**Reading text**
= Beginning of Section =
The Conservative Party of Canada’s third leadership race in five years is officially underway, with the party’s Leadership Election Organizing Committee (LEOC) setting the rules for the campaign. The party’s new leader will be announced on September 10, with voting taking place over the preceding weeks via mail-in ranked ballot. Campaigns will have until June 3 to sign up new members. Joining the race will require significant fundraising, with a $200,000 entry fee and $100,000 security deposit required from each candidate.
The Key Players
The race already had one entrant well before the rules were set: Carleton MP Pierre Poilievre announced his candidacy the same week as former leader Erin O’Toole was ousted by caucus. To date, Poilievre has been endorsed by a quarter of the Conservative Caucus, including former leader Andrew Scheer. The combative veteran of the Harper era is finding support from the party’s western core, but counts a number of prominent Ontario MPs among his early endorsers. Poilievre has drawn criticism over his support for the truck convoy that paralyzed Ottawa for several weeks in February, and lately has focused his campaigning on carbon pricing and energy issues, linking them – perhaps distantly – to the war between Russia and Ukraine.
= End of Section =
[Stored data entries]
= Beginning of Section =
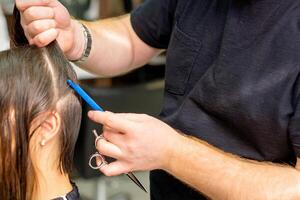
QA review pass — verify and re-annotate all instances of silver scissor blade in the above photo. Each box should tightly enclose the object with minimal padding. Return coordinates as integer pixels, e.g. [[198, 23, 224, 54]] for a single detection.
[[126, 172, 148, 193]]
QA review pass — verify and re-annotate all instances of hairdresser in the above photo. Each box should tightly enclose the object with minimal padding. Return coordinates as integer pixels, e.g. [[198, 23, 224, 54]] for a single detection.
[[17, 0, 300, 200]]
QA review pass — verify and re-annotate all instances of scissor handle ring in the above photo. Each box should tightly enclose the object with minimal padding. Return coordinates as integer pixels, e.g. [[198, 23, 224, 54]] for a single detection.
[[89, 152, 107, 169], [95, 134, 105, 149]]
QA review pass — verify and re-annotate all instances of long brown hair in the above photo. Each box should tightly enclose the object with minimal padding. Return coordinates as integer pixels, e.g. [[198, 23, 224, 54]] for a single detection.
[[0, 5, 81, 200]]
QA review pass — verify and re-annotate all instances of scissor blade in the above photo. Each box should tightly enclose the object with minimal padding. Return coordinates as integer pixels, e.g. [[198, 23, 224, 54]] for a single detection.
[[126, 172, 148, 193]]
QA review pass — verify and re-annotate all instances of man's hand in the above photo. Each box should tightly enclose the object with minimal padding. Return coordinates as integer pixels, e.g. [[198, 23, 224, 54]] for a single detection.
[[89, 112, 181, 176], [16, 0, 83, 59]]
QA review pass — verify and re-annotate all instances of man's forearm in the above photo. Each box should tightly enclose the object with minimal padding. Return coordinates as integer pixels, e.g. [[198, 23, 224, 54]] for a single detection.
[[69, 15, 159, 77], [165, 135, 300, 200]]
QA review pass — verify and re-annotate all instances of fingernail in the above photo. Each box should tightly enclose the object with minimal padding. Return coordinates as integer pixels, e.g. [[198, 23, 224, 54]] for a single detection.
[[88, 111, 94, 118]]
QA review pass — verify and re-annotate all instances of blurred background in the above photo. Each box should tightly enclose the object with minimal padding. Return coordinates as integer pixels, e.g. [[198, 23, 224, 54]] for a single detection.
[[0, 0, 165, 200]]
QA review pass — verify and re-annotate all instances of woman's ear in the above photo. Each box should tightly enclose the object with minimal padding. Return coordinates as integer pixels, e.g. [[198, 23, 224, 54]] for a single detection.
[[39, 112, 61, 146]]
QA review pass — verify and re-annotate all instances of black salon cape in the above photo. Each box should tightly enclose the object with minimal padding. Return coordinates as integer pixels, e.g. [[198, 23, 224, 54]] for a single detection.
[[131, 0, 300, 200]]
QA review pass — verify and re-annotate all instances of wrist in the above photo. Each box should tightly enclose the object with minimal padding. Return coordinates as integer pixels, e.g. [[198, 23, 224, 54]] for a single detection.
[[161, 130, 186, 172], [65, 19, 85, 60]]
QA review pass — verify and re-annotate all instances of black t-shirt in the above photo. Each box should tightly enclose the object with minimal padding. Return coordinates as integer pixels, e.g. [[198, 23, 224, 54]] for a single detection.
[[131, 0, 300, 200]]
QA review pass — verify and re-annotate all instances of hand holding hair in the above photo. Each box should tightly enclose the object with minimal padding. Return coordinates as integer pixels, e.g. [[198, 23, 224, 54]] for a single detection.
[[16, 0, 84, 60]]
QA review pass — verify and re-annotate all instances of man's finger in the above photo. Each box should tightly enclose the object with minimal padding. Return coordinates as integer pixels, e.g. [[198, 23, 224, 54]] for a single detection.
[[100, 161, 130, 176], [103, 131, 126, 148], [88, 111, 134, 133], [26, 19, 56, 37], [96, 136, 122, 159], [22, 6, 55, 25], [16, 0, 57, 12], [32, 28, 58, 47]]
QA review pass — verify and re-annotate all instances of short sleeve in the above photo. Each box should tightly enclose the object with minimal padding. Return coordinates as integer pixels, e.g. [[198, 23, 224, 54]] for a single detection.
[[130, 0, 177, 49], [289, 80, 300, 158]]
= End of Section =
= Beginning of Section =
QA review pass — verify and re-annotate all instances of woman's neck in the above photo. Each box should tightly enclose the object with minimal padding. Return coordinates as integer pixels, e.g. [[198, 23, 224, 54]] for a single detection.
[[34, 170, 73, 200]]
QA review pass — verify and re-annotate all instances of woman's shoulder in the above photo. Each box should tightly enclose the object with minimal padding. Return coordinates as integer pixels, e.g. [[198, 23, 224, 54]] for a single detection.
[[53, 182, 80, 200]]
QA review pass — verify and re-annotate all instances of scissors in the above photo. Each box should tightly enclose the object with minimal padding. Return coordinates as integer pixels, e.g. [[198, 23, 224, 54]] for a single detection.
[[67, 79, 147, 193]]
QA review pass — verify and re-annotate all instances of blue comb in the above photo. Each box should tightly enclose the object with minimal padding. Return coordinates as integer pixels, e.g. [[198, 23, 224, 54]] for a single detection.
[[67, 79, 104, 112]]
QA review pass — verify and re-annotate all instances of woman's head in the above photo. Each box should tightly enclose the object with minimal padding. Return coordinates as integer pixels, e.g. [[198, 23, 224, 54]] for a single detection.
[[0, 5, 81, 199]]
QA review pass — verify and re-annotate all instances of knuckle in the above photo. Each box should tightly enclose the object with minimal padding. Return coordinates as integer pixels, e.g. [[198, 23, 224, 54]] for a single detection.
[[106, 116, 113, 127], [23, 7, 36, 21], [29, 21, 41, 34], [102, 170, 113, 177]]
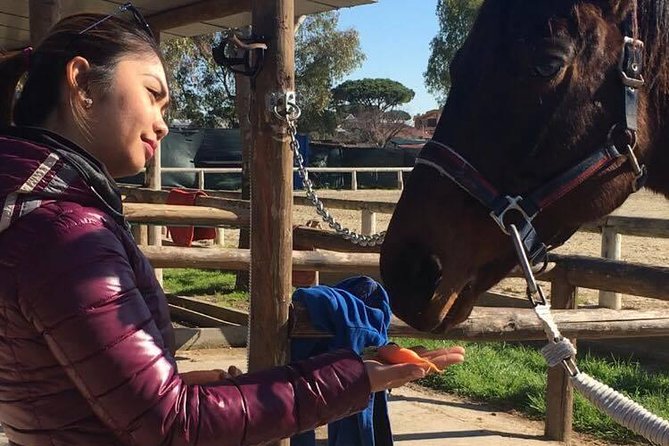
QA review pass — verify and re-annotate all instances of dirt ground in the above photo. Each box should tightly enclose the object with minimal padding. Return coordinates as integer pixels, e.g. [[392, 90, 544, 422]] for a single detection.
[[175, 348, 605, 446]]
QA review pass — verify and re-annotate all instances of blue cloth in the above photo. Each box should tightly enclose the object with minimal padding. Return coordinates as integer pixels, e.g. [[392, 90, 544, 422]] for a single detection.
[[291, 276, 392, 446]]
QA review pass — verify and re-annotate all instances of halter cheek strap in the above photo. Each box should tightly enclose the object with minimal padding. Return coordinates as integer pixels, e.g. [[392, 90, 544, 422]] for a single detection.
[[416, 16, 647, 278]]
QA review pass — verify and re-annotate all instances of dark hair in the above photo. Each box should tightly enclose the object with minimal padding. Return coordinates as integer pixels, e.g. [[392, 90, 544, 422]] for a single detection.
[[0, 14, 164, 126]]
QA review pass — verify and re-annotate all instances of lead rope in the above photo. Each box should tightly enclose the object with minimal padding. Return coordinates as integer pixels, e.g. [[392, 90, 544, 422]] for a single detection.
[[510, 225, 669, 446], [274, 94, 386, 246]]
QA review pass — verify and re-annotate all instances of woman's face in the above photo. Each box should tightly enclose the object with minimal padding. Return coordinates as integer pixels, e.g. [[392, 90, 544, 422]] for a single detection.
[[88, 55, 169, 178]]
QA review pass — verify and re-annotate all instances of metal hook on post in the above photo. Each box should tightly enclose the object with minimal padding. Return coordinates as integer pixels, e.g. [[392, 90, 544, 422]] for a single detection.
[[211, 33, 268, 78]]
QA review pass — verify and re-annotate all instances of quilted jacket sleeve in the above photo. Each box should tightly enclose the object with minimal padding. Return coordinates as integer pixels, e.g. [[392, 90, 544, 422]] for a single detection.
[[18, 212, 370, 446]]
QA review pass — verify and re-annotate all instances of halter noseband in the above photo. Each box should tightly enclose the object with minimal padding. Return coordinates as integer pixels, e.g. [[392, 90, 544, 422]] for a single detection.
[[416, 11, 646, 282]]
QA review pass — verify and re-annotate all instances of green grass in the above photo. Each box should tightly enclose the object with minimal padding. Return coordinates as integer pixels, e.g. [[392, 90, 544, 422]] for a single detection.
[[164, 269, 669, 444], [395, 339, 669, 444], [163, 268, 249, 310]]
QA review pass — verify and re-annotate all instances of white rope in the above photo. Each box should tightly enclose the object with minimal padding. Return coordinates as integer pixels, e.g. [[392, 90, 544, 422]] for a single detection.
= End of Section =
**Tasks and exercises**
1: From the leadership race article, quote the part that opens with the words containing "The Conservative Party" and closes with "from each candidate.".
2: According to the leadership race article, why will joining the race require significant fundraising? Answer in one to three sentences.
3: Continue the leadership race article from where it stops.
These items stand apart from the leadership race article and are separate material.

**Results for each task**
1:
The Conservative Party of Canada’s third leadership race in five years is officially underway, with the party’s Leadership Election Organizing Committee (LEOC) setting the rules for the campaign. The party’s new leader will be announced on September 10, with voting taking place over the preceding weeks via mail-in ranked ballot. Campaigns will have until June 3 to sign up new members. Joining the race will require significant fundraising, with a $200,000 entry fee and $100,000 security deposit required from each candidate.

2: Each candidate must pay a $200,000 entry fee and a $100,000 security deposit.

3:
After weeks of speculation, former Quebec premier Jean Charest announced his candidacy for leader. Charest is being touted as Poilievre’s main competitor and who will present a more moderate vision for the Party. Charest has been endorsed by several Quebec and Ontario MPs. Charest has a wide political network to draw on from his long career in federal Progressive Conservative circles and as the federalist, Liberal Premier of Quebec, but his past support for carbon pricing and the federal gun registry is already being targeted by Poilievre’s campaign.
Brampton Mayor and former Ontario PC leader Patrick Brown is also expected to enter the race. Brown is regarded as a significant contender because of his high profile and organizational clout with ethnocultural communities in the Greater Toronto Area. At the same time, he carries significant baggage from his time as leader of the Ontario PC Party, which ended in allegations of sexual misconduct and electoral fraud. Brown’s term as mayor of Brampton has been tumultuous as well.
The race is also attracting attention from current and former MPs. Beyond Poilievre, two other caucus members are expected to run. Newly-elected Haldimand—Norfolk MP Leslyn Lewis is hoping to build on her breakout performance in the 2020 race, running a campaign targeted at the social conservative activists who play an outsized role in Conservative leadership races. Parry Sound—Muskoka MP Scott Aitchison also plans to run, with a focus on “character and tone”. As well, recently defeated MP Leona Alleslev has expressed interest in a run, focusing on her private sector resume. Alleslev was elected as a Liberal MP in 2015, re-elected in 2019 as Deputy Leader of the Conservative Party, but defeated in 2021.
Independent Ontario Member of Provincial Parliament Roman Baber has also announced his leadership bid. Baber was removed from the Ontario PC caucus over his public calls to end the COVID-19 lockdowns in early 2021.
A longer campaign will make for a complex election. A vote in September gives candidates with less recognition the opportunity to establish themselves and find an audience. Jean Charest and Patrick Brown, if he runs, will also need the time to recruit members and build networks across Canada to counter Pierre Poilievre’s perceived advantage with the existing core membership.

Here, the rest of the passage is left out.